Problem description | Extract the listing below in full, unchanged.
+++
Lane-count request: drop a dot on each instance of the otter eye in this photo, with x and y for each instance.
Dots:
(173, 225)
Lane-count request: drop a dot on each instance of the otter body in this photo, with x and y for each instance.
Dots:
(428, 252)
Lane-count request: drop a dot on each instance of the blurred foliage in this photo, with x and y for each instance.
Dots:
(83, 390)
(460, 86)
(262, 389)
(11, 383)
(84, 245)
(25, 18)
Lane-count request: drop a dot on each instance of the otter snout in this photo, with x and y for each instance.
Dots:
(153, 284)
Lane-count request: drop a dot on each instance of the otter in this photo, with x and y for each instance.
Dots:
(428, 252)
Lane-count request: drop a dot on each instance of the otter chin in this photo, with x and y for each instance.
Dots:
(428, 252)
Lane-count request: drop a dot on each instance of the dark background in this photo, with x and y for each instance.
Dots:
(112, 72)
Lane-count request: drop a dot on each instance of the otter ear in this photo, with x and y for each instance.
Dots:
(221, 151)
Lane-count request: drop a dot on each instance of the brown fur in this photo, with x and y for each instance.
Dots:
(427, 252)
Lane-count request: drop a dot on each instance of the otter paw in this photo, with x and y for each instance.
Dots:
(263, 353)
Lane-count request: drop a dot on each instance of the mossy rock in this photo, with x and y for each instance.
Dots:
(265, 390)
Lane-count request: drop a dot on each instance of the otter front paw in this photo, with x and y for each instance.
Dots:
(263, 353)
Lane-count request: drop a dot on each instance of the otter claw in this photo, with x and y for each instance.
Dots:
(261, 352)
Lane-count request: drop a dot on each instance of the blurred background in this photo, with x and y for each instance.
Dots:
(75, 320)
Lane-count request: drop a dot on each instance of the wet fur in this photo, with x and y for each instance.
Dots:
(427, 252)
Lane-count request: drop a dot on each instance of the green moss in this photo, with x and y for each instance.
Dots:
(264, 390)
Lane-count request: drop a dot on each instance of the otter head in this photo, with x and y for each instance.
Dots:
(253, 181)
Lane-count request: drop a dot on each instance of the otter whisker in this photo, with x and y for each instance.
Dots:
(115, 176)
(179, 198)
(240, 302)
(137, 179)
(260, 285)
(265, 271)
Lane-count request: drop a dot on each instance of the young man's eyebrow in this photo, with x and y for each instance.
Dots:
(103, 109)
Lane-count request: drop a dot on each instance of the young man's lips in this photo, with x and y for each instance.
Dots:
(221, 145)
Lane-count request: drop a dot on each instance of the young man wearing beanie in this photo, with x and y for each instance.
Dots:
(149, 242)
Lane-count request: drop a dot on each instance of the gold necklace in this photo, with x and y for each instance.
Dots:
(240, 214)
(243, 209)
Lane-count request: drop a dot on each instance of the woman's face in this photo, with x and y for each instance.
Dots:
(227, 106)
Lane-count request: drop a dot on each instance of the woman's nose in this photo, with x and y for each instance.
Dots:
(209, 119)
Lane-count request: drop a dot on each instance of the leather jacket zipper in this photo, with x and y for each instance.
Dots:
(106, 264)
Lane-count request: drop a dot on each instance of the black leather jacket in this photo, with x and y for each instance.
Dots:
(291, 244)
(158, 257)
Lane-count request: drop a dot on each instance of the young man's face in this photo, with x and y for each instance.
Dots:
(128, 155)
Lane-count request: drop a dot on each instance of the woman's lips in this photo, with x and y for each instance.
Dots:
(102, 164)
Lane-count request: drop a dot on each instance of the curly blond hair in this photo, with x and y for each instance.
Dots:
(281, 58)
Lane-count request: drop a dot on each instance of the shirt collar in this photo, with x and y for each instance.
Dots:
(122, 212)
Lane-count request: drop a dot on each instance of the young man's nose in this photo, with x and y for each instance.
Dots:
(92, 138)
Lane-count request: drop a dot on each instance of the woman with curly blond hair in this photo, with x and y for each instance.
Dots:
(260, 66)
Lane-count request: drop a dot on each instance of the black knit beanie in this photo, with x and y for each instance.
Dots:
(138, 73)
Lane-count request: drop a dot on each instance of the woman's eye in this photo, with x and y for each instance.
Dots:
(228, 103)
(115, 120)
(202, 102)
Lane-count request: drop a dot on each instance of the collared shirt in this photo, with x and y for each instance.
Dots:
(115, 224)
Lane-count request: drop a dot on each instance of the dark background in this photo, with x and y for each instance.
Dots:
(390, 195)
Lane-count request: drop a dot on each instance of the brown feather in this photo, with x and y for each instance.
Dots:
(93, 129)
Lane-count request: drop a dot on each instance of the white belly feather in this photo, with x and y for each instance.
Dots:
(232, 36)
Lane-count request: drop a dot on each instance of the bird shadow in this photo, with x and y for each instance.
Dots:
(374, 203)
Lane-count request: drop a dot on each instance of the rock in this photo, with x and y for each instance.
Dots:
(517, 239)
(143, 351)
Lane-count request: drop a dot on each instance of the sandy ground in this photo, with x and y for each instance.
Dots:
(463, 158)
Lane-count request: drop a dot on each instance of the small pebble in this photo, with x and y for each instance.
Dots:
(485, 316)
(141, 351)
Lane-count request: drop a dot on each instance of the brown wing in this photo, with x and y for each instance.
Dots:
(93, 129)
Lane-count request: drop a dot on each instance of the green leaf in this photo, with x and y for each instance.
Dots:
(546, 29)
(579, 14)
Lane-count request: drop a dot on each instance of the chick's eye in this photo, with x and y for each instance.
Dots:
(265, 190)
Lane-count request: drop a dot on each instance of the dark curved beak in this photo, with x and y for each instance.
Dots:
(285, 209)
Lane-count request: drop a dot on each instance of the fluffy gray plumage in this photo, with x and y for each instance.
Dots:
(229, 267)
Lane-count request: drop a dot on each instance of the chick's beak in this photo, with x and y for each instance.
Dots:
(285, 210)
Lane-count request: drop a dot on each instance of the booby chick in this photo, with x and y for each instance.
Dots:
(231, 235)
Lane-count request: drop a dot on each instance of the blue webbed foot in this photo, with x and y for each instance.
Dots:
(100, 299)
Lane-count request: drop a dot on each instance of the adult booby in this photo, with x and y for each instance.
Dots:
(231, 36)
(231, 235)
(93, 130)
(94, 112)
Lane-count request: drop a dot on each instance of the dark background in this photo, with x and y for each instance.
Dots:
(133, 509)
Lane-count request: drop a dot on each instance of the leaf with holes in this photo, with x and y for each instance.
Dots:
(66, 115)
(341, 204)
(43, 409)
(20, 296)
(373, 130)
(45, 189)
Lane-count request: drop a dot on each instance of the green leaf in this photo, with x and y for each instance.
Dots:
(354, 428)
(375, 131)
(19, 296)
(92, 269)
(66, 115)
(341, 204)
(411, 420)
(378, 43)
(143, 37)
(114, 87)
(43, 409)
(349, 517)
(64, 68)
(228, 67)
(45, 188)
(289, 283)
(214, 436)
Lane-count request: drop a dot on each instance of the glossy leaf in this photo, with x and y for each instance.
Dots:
+++
Written answer |
Lane-count request: drop a dot on each instance of the otter eye in this photo, with x and y for each instance.
Dots:
(173, 225)
Lane-count request: drop a dot on each instance of the otter body in this photo, with x and y for each instance.
Dots:
(428, 252)
Lane-count request: drop a dot on each instance of the blurred foliage in this photo, with x and y for each instance.
Dots:
(83, 390)
(460, 86)
(262, 389)
(11, 383)
(84, 245)
(25, 18)
Lane-count request: drop a dot on each instance of the otter snout in this photo, with x and y for each instance.
Dots:
(153, 284)
Lane-count request: drop a dot on each instance of the otter in this photo, with x and y for each instance.
Dots:
(428, 252)
Lane-count request: drop a dot on each instance of the otter chin in this photo, with x and y for each instance.
Dots:
(428, 252)
Lane-count request: drop a dot on each instance of the dark background in this photo, with x and y for each instance.
Dots:
(112, 72)
Lane-count request: drop a dot on each instance of the otter ear in this photo, with x and y for each instance.
Dots:
(221, 151)
Lane-count request: drop a dot on each instance of the brown fur in this photo, with x and y for each instance.
Dots:
(427, 252)
Lane-count request: drop a dot on each instance of the otter paw in this photo, with x and y for each instance.
Dots:
(263, 353)
Lane-count request: drop a dot on each instance of the mossy rock in this photo, with x and y for each instance.
Dots:
(265, 390)
Lane-count request: drop a dot on each instance of the otter front paw in this photo, with x and y for each instance.
Dots:
(263, 353)
Lane-count request: drop a dot on each instance of the otter claw in this photo, with x and y for each instance.
Dots:
(261, 352)
Lane-count request: drop a dot on each instance of the blurred background in this photo, with x and y for each instance.
Dots:
(75, 320)
Lane-count request: drop a dot on each instance of the wet fur in this photo, with x and y for each instance.
Dots:
(427, 252)
Lane-count request: drop a dot on each instance of the green moss in this photo, with x and y for each instance.
Dots:
(264, 390)
Lane-count request: drop a dot on each instance of the otter head in this photo, with x and y for each instance.
Dots:
(253, 181)
Lane-count request: drop a dot on each instance of the otter whisker in this photo, with x and y for each instance.
Dots:
(115, 176)
(179, 198)
(240, 302)
(137, 179)
(260, 285)
(265, 271)
Lane-count request: drop a dot on each instance of the young man's eyebrow in this photo, with x and y for each instance.
Dots:
(103, 109)
Lane-count request: drop a dot on each instance of the young man's lips in this photo, with x and y for each instance.
Dots:
(221, 145)
Lane-count request: drop a dot on each instance of the young man wearing beanie in this photo, with x and y for each instance.
Dots:
(149, 242)
Lane-count request: drop a dot on each instance of the gold necklace in this photo, with x and y for each instance.
Dots:
(240, 214)
(243, 209)
Lane-count request: drop a dot on each instance of the woman's face in this photo, with x and y for each instance.
Dots:
(227, 106)
Lane-count request: drop a dot on each instance of the woman's nose in this photo, with x and y for each instance.
Dots:
(209, 119)
Lane-count request: drop a dot on each instance of the leather jacket zipper in this photo, with x and y for each instance.
Dots:
(106, 264)
Lane-count request: drop a dot on each instance of the black leather jacket in this photo, with x and y for each instance.
Dots:
(291, 244)
(158, 257)
Lane-count request: drop a dot on each instance of the young man's face in this photo, with x and y for each instance.
Dots:
(128, 155)
Lane-count request: drop a dot on each instance of the woman's lips in this photo, with x and y for each instance.
Dots:
(102, 164)
Lane-count request: drop a dot on each instance of the curly blond hair in this photo, with x and y for each instance.
Dots:
(281, 58)
Lane-count request: drop a dot on each instance of the shirt collar in this photo, with x and y for each instance.
Dots:
(122, 212)
Lane-count request: drop a dot on each instance of the young man's nose in this photo, with x and y for each instance.
Dots:
(92, 138)
Lane-count request: drop a dot on each instance of the woman with curly blond hair in this photo, with x and y for each instance.
Dots:
(260, 66)
Lane-count request: drop a dot on each instance of the black knit beanie in this photo, with x and y for each instance.
Dots:
(138, 73)
Lane-count request: drop a dot on each instance of the woman's eye in this photo, with x and y for each instance.
Dots:
(228, 103)
(115, 120)
(202, 102)
Lane-count request: drop a dot on each instance of the collared shirt in this photo, with x and y for each instance.
Dots:
(115, 224)
Lane-count request: drop a dot on each instance of the dark background in this photo, with x and y for each instance.
Dots:
(390, 195)
Lane-count request: drop a dot on each instance of the brown feather in this photo, with x and y for each instance.
Dots:
(93, 129)
Lane-count request: drop a dot on each instance of the white belly feather in this photo, with x and y for each instance.
Dots:
(232, 36)
Lane-count request: drop a dot on each instance of the bird shadow in this photo, with x and y for each instance.
Dots:
(374, 203)
Lane-count request: drop a dot on each instance of the rock in this photo, with x and y for each instance.
Dots:
(517, 239)
(143, 351)
Lane-count request: drop a dot on each instance of the sandy ground in this photo, with x and y for each instance.
Dots:
(463, 158)
Lane-count request: drop a dot on each instance of the small pebble in this photo, with x and y for each instance.
Dots:
(485, 316)
(141, 351)
Lane-count request: drop a dot on each instance of the brown wing in this photo, with x and y for each instance.
Dots:
(93, 129)
Lane-count request: drop a dot on each instance of the green leaf in this photo, with x and y for each instance.
Dots:
(546, 29)
(579, 14)
Lane-count request: drop a dot on each instance of the chick's eye in this photo, with x and y for each instance.
Dots:
(265, 190)
Lane-count request: drop a dot on each instance of the dark curved beak in this photo, with x and y for each instance.
Dots:
(285, 209)
Lane-count request: drop a dot on each instance of the fluffy gray plumage in this photo, with x and y for each instance.
Dots:
(229, 267)
Lane-count request: drop a dot on each instance of the chick's beak in this photo, with x and y for each instance.
Dots:
(285, 210)
Lane-count request: drop a dot on each instance of the booby chick in this photo, with x and y for each instance.
Dots:
(231, 235)
Lane-count request: drop a dot on each instance of the blue webbed foot in this photo, with x and y for each instance.
Dots:
(100, 299)
Lane-count request: drop a dot on each instance of the adult booby in this photo, with x and y for each instance.
Dots:
(231, 36)
(231, 235)
(93, 130)
(94, 112)
Lane-count request: drop a dot on each instance of the dark background in this photo, with x and y for each instance.
Dots:
(133, 509)
Lane-count request: drop a dot on each instance of the leaf with holes in this photo, with x and y for each instance.
Dots:
(66, 115)
(341, 204)
(43, 409)
(20, 296)
(373, 130)
(45, 189)
Lane-count request: drop a dot on each instance of the green leaf in this photo, with x and y for each instance.
Dots:
(354, 428)
(375, 131)
(19, 296)
(92, 269)
(66, 115)
(341, 204)
(411, 420)
(378, 43)
(143, 37)
(114, 87)
(43, 409)
(349, 517)
(64, 68)
(228, 67)
(45, 188)
(289, 283)
(214, 436)
Lane-count request: drop a dot on each instance of the glossy leaf in this photo, with x and y for each instance.
Dots:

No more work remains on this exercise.